*** Opening of Dataset content ***

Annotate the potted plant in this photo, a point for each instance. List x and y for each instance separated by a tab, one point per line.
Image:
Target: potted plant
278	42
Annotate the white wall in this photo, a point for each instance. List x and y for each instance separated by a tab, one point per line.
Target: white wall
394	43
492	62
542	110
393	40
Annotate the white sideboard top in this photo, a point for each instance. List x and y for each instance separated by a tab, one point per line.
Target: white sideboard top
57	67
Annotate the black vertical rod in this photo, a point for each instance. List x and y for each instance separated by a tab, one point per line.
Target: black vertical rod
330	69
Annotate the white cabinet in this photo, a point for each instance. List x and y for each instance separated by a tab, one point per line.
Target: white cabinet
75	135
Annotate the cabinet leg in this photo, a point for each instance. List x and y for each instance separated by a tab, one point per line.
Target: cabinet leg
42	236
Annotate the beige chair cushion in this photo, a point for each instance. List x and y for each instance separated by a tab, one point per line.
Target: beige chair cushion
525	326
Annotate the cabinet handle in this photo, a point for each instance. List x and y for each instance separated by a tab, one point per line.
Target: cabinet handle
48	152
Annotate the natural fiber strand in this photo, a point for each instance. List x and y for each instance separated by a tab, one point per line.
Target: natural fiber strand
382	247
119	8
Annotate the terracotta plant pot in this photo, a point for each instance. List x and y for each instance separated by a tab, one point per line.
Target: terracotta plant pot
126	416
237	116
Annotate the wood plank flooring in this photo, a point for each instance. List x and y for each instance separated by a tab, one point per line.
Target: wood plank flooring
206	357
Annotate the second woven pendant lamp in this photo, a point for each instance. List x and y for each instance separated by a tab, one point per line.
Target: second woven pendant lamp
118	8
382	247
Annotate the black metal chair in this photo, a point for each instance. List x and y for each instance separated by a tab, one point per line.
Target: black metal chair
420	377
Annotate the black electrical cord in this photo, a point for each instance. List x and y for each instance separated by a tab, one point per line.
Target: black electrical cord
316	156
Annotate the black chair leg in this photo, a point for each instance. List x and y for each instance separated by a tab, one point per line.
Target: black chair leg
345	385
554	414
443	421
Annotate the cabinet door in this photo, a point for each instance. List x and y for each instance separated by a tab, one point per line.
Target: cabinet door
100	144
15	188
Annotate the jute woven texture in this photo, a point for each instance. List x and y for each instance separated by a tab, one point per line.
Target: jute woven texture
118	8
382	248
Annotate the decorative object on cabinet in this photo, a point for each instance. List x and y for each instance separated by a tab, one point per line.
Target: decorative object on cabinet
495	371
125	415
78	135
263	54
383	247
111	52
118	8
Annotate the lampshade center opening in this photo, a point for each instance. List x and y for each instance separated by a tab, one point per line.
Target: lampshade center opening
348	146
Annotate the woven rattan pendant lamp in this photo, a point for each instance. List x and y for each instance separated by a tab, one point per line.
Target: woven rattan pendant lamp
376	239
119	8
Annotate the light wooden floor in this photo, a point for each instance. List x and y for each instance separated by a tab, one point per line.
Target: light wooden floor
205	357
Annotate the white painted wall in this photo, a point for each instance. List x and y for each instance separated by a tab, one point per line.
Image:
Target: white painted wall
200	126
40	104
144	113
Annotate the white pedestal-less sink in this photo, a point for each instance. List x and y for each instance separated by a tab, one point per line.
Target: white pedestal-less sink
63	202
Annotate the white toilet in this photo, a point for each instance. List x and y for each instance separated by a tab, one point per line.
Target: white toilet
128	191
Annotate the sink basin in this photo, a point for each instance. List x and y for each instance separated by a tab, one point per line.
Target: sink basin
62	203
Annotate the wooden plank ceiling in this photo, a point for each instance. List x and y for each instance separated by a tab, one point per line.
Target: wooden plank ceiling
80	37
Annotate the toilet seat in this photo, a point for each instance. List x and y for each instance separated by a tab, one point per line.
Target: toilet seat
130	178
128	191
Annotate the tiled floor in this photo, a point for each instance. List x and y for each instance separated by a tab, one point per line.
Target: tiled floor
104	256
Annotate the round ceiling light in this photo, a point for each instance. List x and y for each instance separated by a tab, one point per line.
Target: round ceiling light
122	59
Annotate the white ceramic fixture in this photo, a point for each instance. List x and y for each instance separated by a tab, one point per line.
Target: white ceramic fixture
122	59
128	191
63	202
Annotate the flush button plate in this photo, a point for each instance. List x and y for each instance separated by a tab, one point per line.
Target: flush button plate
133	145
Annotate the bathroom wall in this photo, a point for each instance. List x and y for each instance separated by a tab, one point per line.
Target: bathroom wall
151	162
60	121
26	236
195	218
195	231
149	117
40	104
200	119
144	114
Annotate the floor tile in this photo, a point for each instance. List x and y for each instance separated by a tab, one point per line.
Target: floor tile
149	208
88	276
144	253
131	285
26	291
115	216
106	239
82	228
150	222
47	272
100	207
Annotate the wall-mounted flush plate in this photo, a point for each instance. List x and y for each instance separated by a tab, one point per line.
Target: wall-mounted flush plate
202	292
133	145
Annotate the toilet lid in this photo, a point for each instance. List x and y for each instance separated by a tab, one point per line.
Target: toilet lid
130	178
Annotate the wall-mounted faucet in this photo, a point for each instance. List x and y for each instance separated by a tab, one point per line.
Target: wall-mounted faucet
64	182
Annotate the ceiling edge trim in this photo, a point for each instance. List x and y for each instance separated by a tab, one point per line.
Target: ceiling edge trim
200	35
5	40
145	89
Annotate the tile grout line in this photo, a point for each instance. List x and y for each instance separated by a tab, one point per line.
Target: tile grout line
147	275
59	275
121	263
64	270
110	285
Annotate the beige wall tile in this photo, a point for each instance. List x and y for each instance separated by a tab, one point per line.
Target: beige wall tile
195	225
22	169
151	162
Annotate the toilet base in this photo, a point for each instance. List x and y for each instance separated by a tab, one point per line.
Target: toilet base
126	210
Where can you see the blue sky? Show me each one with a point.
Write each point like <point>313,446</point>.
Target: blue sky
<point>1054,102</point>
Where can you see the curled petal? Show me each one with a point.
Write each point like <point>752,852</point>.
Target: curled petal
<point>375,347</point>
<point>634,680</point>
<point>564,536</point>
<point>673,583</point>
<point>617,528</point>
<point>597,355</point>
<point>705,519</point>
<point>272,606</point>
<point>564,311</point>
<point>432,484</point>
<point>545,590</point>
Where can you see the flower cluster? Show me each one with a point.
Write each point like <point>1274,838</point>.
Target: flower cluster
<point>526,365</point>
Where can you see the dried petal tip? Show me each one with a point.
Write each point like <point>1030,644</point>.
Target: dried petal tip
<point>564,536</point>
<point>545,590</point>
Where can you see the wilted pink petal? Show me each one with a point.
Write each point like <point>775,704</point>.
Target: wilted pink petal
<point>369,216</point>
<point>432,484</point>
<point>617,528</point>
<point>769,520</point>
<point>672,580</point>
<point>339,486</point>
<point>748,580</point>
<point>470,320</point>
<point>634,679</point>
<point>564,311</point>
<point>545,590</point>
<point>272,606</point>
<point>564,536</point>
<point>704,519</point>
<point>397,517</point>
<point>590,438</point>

*** Close of Dataset content ***

§ Exercise objective:
Each entry above is to be copied out exactly as written.

§ Completed task:
Annotate the potted plant in this photo, a point for each instance. List x and y for each instance separated by a tab, one point per line.
Image:
Target: potted plant
278	42
Annotate the white wall in this photo, a point for each instance. List x and y for each instance separated by a tab, one point per line.
Target: white wall
394	43
492	62
542	110
393	40
Annotate the white sideboard top in this photo, a point for each instance. List x and y for each instance separated by a tab, one point per line.
Target: white sideboard top
57	67
Annotate the black vertical rod in this photo, a point for each instance. List x and y for each instance separated by a tab, one point per line.
Target: black vertical rod
330	69
Annotate the white cabinet in this photo, a point for each instance. List x and y for each instance separated by a tab, one point per line.
Target: white cabinet
75	135
Annotate the cabinet leg in this photo, a point for each instance. List x and y for each instance separated by a tab, one point per line.
Target: cabinet leg
42	236
Annotate the beige chair cushion in this photo, a point for each instance. List x and y for each instance separated by a tab, one point per line.
Target: beige chair cushion
525	326
Annotate the cabinet handle in this photo, a point for each instance. List x and y for each instance separated by a tab, one point per line.
Target: cabinet handle
48	152
Annotate the natural fiber strand in this photo, a point for each instance. List x and y for each instance separated by a tab, one point per line.
Target: natural fiber strand
382	247
119	8
Annotate the terracotta plant pot in this photo, a point for each instance. List x and y for each instance separated by a tab, one point per line.
Target: terracotta plant pot
126	416
237	116
Annotate the wood plank flooring in this photo, a point for each instance. List x and y for each instance separated by a tab, one point per line.
Target: wood plank flooring
206	357
Annotate the second woven pendant lamp in this photo, a point for each instance. List x and y for each instance separated by a tab, one point per line.
Target: second woven pendant lamp
118	8
382	247
Annotate the black metal chair in this photo, a point for each instance. List x and y for each instance separated by a tab, one point per line.
Target: black metal chair
420	377
Annotate the black electrical cord in this photo, a point for each instance. List x and y for each instance separated by a tab, one point per line.
Target: black electrical cord
316	156
Annotate the black chair leg in this photo, a point for each instance. List x and y for each instance separated by a tab, one point per line.
Target: black chair leg
345	385
554	414
443	421
Annotate the cabinet door in this photo, a point for each instance. List x and y for each instance separated by a tab, one point per line.
Target: cabinet door
100	144
15	188
Annotate the jute woven texture in this photo, a point for each instance. List x and y for each instance separated by a tab, one point per line.
Target: jute woven texture
118	8
382	248
Annotate the decorative object on cabinet in this photo, a point for each instance. List x and y for each instance separated by a tab, one point per line.
Target: decorative object on cabinet
495	371
125	415
78	135
263	54
383	247
111	52
118	8
Annotate the lampshade center opening in this photo, a point for each instance. List x and y for each instance separated by a tab, one point per line.
Target: lampshade center opening
348	146
Annotate the woven rattan pendant lamp in this photo, a point for each instance. List x and y for each instance separated by a tab, one point per line.
Target: woven rattan pendant lamp
376	239
119	8
Annotate the light wooden floor in this photo, a point for each instance. List x and y for each instance separated by a tab, one point per line.
Target: light wooden floor
205	357
Annotate the white painted wall in this photo, a point for each instance. List x and y for each instance separated by a tab, one point per line.
Image:
Target: white painted wall
200	126
40	104
144	113
Annotate the white pedestal-less sink in this photo, a point for each instance. List x and y for each instance separated by a tab, one point per line.
Target: white pedestal-less sink
63	202
Annotate the white toilet in this photo, a point for each instance. List x and y for each instance separated by a tab, one point per line.
Target: white toilet
128	191
Annotate the sink basin in this photo, a point for each instance. List x and y for each instance separated by a tab, one point per line.
Target: sink basin
62	203
Annotate the wooden plank ceiling in this photo, a point for each instance. List x and y for each instance separated by a tab, one point per line.
Target: wooden plank ceiling
80	37
Annotate the toilet seat in this photo, a point for each instance. List x and y for each instance separated by a tab, one point per line.
Target: toilet seat
130	178
128	191
Annotate the tiled floor in this photo, a point for each instance. List x and y for each instance separated by a tab, one point per line.
Target: tiled floor
104	256
Annotate the round ceiling light in this photo, a point for each instance. List x and y for each instance separated by a tab, one point per line.
Target: round ceiling light
122	59
Annotate the white ceramic fixture in this photo, a point for each instance. List x and y for each instance separated by a tab, one point per line.
Target: white ceramic fixture
122	59
128	191
63	202
Annotate the flush button plate in this photo, a point for each instance. List x and y for each instance separated by a tab, one point per line.
Target: flush button plate
133	145
Annotate the bathroom wall in this photo, a point for each instance. List x and y for each instance separated by a tab, one point per line.
Target: bathroom wall
151	162
60	121
26	236
195	218
195	231
149	117
40	104
200	119
144	114
Annotate the floor tile in this photo, a point for each instance. List x and y for each instance separated by a tab, one point per line.
Target: floor tile
149	208
88	276
144	253
131	285
26	291
115	216
106	239
82	228
150	222
47	272
100	207
Annotate the wall-mounted flush plate in this photo, a point for each instance. List x and y for each instance separated by a tab, one point per line.
Target: wall-mounted flush plate
202	292
133	145
Annotate the toilet lid in this photo, a point for each instance. List x and y for each instance separated by a tab, one point per line.
Target: toilet lid
130	178
Annotate the wall-mounted faucet in this photo, a point for each instance. List x and y for each instance separated by a tab, one point per line.
Target: wall-mounted faucet
64	182
Annotate the ceiling edge trim in this photo, a point for each instance. List x and y for each instance separated by a tab, one point per line.
Target: ceiling edge trim
200	35
5	40
145	89
Annotate the tile grout line in this photo, a point for each instance. List x and y for each instance separated by a tab, one point per line.
Target: tile grout line
147	275
59	275
121	263
64	270
110	285
Annotate the beige wall tile in this photo, a point for each instance. List x and y for each instance separated by a tab, one point per line.
Target: beige wall tile
195	225
22	169
151	162
Annotate the toilet base in this photo, a point for each instance. List x and y for each instance separated by a tab, one point per line.
Target: toilet base
126	210
Where can you see the blue sky? Show me each one with a point.
Write each point like <point>313,446</point>.
Target: blue sky
<point>1054,102</point>
Where can you see the curled petal? Show me each one with a point.
Write each point like <point>752,852</point>.
Target: curled petal
<point>375,347</point>
<point>634,680</point>
<point>564,536</point>
<point>673,583</point>
<point>617,528</point>
<point>597,355</point>
<point>705,519</point>
<point>272,606</point>
<point>564,311</point>
<point>432,484</point>
<point>545,590</point>
Where can you see the flower cluster? Show me each one with a point.
Write each point like <point>1274,838</point>.
Target: flower cluster
<point>526,365</point>
Where can you see the dried petal tip? Show me each one with a point.
Write each point like <point>1030,644</point>.
Target: dried petal tip
<point>564,536</point>
<point>545,590</point>
Where can you see the wilted pink petal? Show me each one with a point.
Write each point like <point>775,704</point>.
Target: wilted pink petal
<point>369,216</point>
<point>432,484</point>
<point>617,528</point>
<point>769,520</point>
<point>672,580</point>
<point>339,486</point>
<point>748,580</point>
<point>470,320</point>
<point>634,679</point>
<point>564,311</point>
<point>545,590</point>
<point>272,606</point>
<point>564,536</point>
<point>704,519</point>
<point>397,517</point>
<point>590,438</point>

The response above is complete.